The answer must be every line from the entries below that contains "ring".
[[ Data for the task, beginning ]]
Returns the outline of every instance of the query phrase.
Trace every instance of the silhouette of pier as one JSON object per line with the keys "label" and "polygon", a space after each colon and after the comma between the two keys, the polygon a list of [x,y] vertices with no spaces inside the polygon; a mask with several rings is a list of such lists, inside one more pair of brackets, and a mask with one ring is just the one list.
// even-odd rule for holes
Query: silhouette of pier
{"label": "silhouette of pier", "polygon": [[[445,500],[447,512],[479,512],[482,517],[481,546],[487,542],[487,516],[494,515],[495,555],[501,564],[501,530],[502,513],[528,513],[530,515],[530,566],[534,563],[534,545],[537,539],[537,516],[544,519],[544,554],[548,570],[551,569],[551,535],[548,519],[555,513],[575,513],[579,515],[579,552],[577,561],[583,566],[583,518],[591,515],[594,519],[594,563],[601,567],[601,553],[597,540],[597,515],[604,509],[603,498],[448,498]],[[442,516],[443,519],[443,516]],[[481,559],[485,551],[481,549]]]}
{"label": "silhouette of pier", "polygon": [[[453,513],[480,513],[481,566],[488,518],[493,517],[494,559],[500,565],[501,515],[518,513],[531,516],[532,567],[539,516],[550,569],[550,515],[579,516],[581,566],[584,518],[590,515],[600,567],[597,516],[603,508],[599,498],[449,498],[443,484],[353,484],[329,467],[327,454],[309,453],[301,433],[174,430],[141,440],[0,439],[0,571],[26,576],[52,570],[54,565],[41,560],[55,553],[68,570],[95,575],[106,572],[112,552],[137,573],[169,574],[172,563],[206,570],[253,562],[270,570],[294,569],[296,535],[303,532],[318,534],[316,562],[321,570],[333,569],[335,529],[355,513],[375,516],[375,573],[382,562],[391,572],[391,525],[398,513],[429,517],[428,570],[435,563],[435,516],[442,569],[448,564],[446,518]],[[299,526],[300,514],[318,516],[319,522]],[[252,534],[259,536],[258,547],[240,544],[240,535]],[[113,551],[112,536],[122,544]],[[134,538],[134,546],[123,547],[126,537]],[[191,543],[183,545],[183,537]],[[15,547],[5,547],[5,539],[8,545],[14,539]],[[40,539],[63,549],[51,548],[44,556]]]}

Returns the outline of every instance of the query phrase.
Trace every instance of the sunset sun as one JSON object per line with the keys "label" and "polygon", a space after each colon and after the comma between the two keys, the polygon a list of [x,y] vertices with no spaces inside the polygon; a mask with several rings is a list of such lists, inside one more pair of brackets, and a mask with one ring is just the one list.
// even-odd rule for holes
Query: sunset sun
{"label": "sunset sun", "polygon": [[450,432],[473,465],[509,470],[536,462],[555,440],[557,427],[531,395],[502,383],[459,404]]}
[[ Data for the task, end ]]
## Final answer
Trace every instance of the silhouette of pier as one JSON object per line with the keys "label" and "polygon", a space after each colon and after the comma between the two keys, the polygon a list of [x,y] vertices with no spaces inside the polygon; a mask with several rings is a list of such lists, inside one more pair of brackets, and a mask with one ring is just the one list.
Trace every instance of the sunset sun as one JSON object per line with the keys "label" and "polygon", a space after each colon and after the comma between the two keys, the polygon a list of [x,y] vertices with no spaces inside the polygon; a mask with several rings is a list of such lists, inside one more pair of brackets, and a mask with one ring is just the one list.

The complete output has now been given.